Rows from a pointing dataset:

** START **

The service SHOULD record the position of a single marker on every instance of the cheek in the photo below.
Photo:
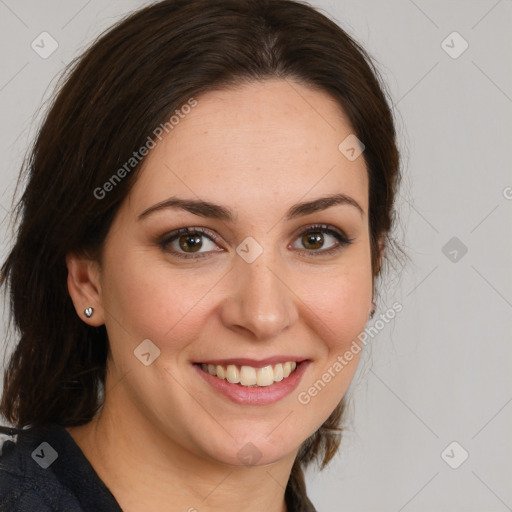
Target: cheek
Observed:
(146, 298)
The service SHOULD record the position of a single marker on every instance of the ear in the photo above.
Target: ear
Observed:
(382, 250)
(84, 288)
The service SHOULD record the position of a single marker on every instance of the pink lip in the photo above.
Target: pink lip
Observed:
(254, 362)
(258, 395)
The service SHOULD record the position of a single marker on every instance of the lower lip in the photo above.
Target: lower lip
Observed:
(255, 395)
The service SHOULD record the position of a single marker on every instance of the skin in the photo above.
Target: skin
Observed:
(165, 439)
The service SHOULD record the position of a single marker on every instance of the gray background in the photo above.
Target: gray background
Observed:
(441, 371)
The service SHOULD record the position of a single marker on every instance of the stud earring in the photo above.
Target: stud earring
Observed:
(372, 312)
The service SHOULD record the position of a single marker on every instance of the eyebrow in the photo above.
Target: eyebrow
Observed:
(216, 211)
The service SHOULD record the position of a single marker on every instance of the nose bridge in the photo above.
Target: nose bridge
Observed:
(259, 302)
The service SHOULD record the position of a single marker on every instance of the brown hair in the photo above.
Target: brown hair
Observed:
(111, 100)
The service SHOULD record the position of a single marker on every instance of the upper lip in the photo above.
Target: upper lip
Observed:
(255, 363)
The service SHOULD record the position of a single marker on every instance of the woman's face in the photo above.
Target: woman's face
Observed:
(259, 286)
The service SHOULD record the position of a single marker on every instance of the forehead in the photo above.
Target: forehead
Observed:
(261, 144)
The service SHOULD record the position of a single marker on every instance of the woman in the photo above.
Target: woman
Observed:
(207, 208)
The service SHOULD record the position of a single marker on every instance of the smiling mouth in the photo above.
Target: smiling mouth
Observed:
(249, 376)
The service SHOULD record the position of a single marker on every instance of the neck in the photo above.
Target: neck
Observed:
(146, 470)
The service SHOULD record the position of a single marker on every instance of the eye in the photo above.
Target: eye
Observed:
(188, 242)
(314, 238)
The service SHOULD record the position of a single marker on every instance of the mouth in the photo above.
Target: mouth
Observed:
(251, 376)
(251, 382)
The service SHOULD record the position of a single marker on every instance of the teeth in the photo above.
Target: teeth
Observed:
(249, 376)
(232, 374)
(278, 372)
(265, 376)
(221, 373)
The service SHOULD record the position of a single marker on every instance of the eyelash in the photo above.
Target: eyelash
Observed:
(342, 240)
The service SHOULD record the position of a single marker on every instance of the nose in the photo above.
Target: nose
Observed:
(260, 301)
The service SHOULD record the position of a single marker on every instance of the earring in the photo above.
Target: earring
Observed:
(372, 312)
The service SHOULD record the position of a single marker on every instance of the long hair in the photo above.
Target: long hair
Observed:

** END **

:: GIVEN INSTRUCTION ::
Can you write out all the rows above again with "SHOULD" swapped for "MUST" everywhere it appears and nothing else changed? Leave the pictures out of your answer.

:: FULL RESPONSE ::
The service MUST record the position of a single marker on every instance of the cheek in the photo below.
Photo:
Target: cheek
Observed:
(146, 298)
The service MUST record the position of a single marker on every instance of the ear in the photo above.
Target: ear
Observed:
(382, 250)
(84, 288)
The service MUST record the position of a single marker on every instance of the pink lip in the photo above.
Target: pink lip
Observed:
(254, 362)
(258, 395)
The service MUST record the position of a single marker on every instance of the lower lip in the photo above.
Target: lower lip
Observed:
(255, 395)
The service MUST record the position of a single marker on every instance of the skin in the photo above.
Target: skin
Observed:
(165, 439)
The service MUST record the position of a single marker on every instance of the gray background in the photo above.
Target: gray background
Observed:
(441, 371)
The service MUST record the position of a single marker on every instance of the stud earring in the photo above.
Target: stud earring
Observed:
(372, 312)
The service MUST record the position of a single marker on every instance of the eyebrow in the photo above.
Target: eyebrow
Observed:
(216, 211)
The service MUST record the position of a single marker on every instance of the nose bridge in the photo above.
Target: nose bridge
Observed:
(259, 302)
The service MUST record the position of a single marker on every instance of the brown hair in the photo above.
Target: brown hair
Observed:
(111, 100)
The service MUST record the position of a single marker on every instance of the upper lip in the photo above.
Target: upper lip
Observed:
(255, 363)
The service MUST record the position of a single marker on every instance of the woman's face in the photo above.
Target: woman's face
Observed:
(259, 286)
The service MUST record the position of a single marker on every instance of the forehead in the photo above.
Target: forehead
Observed:
(261, 144)
The service MUST record the position of a single marker on every instance of the woman in the photo above.
Target: woman
Observed:
(207, 208)
The service MUST record the position of a single marker on every instance of the smiling mouth in the photo above.
Target: smiling mouth
Observed:
(249, 376)
The service MUST record the position of a single marker on every instance of the neck in the photo above.
Target: neck
Observed:
(146, 470)
The service MUST record the position of a single marker on every instance of the eye in the photo above.
Target: eye
Observed:
(188, 242)
(314, 238)
The service MUST record the position of a single marker on every instance of the mouth in the photo above.
Target: mouth
Observed:
(251, 376)
(251, 382)
The service MUST record the position of a single marker on every instance of the teeth in the photo above.
Target: teeth
Observed:
(249, 376)
(232, 374)
(278, 372)
(265, 376)
(221, 373)
The service MUST record the position of a single marker on every instance of the eyelash in the photo above.
Target: eyelash
Observed:
(342, 240)
The service MUST record the position of a single marker on every instance of the nose in the photo above.
Target: nose
Observed:
(260, 301)
The service MUST record the position of a single marker on every instance of the earring in the photo above.
Target: earring
Observed:
(372, 312)
The service MUST record the position of a single marker on every instance of the long hair in the photo above.
Target: long hair
Observed:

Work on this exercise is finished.